Homemade yogurt

Matt’s sisters gave me a very generous gift certificate to Williams-Sonoma last year for my birthday. I hung onto it for a while because I have a well-stocked kitchen (surprise, surprise) and didn’t need anything. Well, 2009 turned out to be the year of broken dishes, so I finally decided to use the gift to replace some of the missing pieces. I still had quite a balance left on the card afterward and browsed the site for something I wouldn’t normally consider, something “fun”… I ended up with a EuroCuisine yogurt maker.

Room enough for 7 jars

It is super cute. I’m actually not a huge fan of yogurt, to be honest, nor am I typically an advocate of single-use kitchen items, but I thought this could kill my tendency to buy the uberconvenient 1-serving yogurt cups at the supermarket. If I could save a little money, have less plastic waste (my county doesn’t recycle yogurt cups!), and perhaps be encouraged to eat more yogurt, these are all good things, right?

One of the unnecessary-but-adorable features is on the lid. You can turn a dial to the appropriate date (either the date it was made or the date it expires) to ensure the yogurt is consumed in a timely fashion, very handy for absent-minded folks like me.

Each jar holds about 6 oz of yogurt (~3/4 c), which turned out to be a really good serving size. Any smaller, it would feel like baby food; any larger, I wouldn’t be able to finish it. It’s the perfect size to fit in my lunchbox. The jar and lid can be washed in the dishwasher, but because of the curves of the jar, the spray doesn’t always clean it out completely. An easy remedy – rinse out the jar completely before washing.

** Record set **
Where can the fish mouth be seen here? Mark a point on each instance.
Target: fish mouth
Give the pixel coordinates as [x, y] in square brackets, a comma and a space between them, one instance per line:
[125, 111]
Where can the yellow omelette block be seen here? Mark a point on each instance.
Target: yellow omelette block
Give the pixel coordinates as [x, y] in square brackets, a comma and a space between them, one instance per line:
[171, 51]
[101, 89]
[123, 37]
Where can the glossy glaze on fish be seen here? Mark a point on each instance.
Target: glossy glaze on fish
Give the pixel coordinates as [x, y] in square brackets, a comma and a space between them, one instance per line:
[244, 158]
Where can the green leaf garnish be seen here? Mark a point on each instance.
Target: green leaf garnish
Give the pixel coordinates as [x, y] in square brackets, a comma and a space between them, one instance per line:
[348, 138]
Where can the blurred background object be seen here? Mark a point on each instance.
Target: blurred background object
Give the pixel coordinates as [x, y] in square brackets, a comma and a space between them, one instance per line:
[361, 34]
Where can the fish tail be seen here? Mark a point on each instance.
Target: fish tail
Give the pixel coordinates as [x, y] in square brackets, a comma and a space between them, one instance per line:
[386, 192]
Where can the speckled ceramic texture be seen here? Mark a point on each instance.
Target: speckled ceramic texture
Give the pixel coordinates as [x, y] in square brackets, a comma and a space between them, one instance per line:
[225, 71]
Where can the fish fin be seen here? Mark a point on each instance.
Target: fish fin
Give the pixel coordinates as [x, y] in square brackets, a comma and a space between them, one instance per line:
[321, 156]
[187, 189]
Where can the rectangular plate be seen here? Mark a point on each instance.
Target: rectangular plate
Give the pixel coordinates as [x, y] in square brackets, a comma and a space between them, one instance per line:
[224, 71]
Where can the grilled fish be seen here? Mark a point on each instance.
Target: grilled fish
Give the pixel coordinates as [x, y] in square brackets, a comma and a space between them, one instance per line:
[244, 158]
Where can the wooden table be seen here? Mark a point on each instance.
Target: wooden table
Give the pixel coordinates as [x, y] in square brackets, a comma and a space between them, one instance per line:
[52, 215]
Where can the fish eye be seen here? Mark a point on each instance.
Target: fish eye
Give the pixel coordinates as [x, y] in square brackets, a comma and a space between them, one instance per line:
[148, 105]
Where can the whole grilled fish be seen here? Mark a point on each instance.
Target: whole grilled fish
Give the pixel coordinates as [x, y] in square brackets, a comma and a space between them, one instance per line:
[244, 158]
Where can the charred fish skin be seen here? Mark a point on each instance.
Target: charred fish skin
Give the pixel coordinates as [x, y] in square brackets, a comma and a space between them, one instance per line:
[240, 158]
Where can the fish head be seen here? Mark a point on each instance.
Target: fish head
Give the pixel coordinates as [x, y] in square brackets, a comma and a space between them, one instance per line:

** Goals **
- A) Check each statement against the text on homemade yogurt, and answer yes or no for each, quoting the exact words of the text that decide it.
(i) The writer paid for the yogurt maker with the remaining balance of a gift certificate from Matt's sisters.
(ii) The yogurt maker has room for eight jars.
(iii) The writer says the dishwasher spray always cleans the jars out completely.
- B) Go on with the text on homemade yogurt from the point where it stops.

** Answers by task **
- A)
(i) Yes: "I still had quite a balance left on the card afterward" and "I ended up with a EuroCuisine yogurt maker."
(ii) No: "Room enough for 7 jars"
(iii) No: "the spray doesn’t always clean it out completely"

- B)
My first attempt was a fruit-on-the-bottom style. I cooked up frozen blueberries with a little sugar, lemon juice, and cornstarch until I had something that resembled loose pie filling. I put about a tablespoon on the bottom of each cup and poured in the inoculated milk, running it down the side of the jar. I used 1 qt of 2% milk (heated to 180 F and then cooled to 110 F), 1 C of plain Greek yogurt, 1/4 c sugar, and 1/2 c of powdered milk. I let it culture for 9 hours. The yogurt was a bit runny, so I think I’ll let it go a little longer next time. I had extra milk beyond what would fit in the jars and cultured that separately for a bit longer, it firmed up nicely and contributed to a great mango lassi.

I can taste the dried milk flavor very clearly in the yogurt, and although it seemed weird at first, I quickly got used to it. All in all, I give this a thumbs up! It is delightfully easy to make and pretty tasty.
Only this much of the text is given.